Task to complete — Reproduce the data below verbatim, from the line with "Practice. Place a marker on each instance of the yellow t-shirt" up to and including the line with "x=640 y=324", and nothing beyond that range.

(Raw records)
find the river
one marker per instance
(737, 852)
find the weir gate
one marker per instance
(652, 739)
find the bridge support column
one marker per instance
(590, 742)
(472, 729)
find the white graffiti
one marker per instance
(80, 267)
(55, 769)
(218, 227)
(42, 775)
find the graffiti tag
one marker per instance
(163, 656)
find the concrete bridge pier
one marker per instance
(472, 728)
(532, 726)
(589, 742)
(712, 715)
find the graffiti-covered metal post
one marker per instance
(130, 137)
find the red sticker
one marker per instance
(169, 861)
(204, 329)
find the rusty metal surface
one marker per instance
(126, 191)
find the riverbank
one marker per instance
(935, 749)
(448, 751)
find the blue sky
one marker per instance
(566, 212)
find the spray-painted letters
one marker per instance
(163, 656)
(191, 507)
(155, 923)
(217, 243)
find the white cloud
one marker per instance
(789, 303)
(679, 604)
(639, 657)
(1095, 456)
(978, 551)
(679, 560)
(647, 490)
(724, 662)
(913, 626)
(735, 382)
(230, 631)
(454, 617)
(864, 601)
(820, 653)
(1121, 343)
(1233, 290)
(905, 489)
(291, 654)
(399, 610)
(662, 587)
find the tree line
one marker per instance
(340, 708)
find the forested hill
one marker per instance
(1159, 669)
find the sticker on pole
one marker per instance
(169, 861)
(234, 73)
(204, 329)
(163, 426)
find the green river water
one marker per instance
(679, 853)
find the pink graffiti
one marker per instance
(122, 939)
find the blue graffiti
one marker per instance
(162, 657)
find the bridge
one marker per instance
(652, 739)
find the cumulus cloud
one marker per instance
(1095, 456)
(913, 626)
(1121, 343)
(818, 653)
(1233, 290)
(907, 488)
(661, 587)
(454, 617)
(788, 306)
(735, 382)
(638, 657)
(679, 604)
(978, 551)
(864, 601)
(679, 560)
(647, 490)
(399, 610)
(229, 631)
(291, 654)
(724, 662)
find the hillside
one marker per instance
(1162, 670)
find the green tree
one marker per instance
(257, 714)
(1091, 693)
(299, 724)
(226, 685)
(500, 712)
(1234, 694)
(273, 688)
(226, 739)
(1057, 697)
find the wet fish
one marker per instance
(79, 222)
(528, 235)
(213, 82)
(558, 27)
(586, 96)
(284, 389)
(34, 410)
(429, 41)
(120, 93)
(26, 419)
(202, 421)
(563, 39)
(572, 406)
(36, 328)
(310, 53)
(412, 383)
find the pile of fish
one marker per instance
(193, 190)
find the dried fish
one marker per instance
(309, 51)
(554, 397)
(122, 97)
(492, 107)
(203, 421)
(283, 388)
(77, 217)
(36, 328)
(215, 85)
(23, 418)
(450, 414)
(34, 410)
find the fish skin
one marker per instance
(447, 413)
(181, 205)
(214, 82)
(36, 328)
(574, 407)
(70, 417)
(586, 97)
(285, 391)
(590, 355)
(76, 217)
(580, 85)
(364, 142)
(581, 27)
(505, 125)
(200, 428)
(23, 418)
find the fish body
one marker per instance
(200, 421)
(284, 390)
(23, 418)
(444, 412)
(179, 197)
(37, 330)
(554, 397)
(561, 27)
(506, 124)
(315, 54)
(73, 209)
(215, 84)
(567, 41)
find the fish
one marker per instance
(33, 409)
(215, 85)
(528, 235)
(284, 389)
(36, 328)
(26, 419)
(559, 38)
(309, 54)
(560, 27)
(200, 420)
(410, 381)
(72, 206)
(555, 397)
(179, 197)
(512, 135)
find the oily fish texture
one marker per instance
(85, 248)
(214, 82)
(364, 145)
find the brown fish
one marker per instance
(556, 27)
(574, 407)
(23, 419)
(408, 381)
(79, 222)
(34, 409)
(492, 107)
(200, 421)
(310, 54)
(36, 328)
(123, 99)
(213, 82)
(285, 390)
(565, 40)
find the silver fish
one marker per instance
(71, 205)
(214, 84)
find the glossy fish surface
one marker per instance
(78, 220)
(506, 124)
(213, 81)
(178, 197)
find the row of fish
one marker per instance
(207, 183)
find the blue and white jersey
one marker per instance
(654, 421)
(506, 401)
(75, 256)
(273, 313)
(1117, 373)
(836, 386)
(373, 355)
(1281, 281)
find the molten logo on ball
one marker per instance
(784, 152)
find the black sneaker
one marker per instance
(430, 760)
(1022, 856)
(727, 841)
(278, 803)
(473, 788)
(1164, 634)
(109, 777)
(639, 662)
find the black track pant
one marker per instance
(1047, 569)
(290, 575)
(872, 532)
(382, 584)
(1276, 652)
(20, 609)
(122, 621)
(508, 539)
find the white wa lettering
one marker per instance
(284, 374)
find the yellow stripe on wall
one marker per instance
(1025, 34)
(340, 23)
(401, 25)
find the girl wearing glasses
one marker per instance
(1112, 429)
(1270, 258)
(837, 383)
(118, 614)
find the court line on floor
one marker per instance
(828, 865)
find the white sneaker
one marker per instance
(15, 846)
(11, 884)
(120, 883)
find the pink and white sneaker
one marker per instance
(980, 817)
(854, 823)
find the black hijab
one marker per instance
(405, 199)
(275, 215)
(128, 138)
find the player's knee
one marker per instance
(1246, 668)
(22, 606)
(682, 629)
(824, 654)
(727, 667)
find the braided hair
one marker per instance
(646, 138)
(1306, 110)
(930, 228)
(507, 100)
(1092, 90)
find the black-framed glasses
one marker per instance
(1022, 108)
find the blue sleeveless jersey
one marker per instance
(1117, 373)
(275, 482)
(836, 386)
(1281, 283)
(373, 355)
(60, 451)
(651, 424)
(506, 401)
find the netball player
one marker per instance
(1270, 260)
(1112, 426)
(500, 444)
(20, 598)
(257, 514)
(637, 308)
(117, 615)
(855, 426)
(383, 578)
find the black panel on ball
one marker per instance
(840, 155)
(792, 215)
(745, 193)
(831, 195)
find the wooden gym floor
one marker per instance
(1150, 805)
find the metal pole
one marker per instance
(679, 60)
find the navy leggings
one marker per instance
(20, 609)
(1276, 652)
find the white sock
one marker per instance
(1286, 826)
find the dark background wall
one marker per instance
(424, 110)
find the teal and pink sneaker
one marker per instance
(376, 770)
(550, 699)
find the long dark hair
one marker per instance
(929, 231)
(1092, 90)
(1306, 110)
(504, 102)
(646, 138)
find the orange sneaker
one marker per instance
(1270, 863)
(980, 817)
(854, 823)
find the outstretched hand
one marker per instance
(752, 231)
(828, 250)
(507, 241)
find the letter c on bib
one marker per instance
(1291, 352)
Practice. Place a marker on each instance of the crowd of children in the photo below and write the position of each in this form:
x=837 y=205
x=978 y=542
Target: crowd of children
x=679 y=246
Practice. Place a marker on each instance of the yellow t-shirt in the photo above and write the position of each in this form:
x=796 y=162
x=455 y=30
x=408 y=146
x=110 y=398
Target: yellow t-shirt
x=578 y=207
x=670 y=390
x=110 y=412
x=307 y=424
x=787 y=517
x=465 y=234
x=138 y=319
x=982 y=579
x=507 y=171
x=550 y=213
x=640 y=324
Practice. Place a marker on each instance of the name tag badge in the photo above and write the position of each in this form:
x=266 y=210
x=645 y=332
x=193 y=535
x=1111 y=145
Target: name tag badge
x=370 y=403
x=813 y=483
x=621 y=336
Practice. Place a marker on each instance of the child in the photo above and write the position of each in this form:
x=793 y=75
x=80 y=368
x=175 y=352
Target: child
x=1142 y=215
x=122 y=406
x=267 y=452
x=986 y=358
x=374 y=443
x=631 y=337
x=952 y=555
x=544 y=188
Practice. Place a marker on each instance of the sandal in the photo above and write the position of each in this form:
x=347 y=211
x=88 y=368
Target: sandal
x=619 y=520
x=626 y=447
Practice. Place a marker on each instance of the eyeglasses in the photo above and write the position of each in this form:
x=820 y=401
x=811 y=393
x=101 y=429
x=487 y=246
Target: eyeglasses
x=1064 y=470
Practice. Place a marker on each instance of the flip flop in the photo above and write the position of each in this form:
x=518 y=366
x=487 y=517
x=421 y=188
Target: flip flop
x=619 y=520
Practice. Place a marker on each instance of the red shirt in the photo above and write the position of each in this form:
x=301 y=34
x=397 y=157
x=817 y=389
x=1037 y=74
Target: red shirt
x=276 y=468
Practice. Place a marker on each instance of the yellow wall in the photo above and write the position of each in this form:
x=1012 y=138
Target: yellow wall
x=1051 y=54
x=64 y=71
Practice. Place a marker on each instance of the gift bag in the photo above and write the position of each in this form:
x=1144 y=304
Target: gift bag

Response to this task —
Practice. Place a marker on each instance of the yellow t-shirt in the photo above and write the position of each in this form:
x=796 y=162
x=455 y=30
x=408 y=146
x=110 y=398
Target: yellow t-shirt
x=578 y=207
x=670 y=390
x=110 y=412
x=307 y=424
x=787 y=517
x=465 y=234
x=138 y=319
x=982 y=579
x=507 y=171
x=550 y=213
x=640 y=324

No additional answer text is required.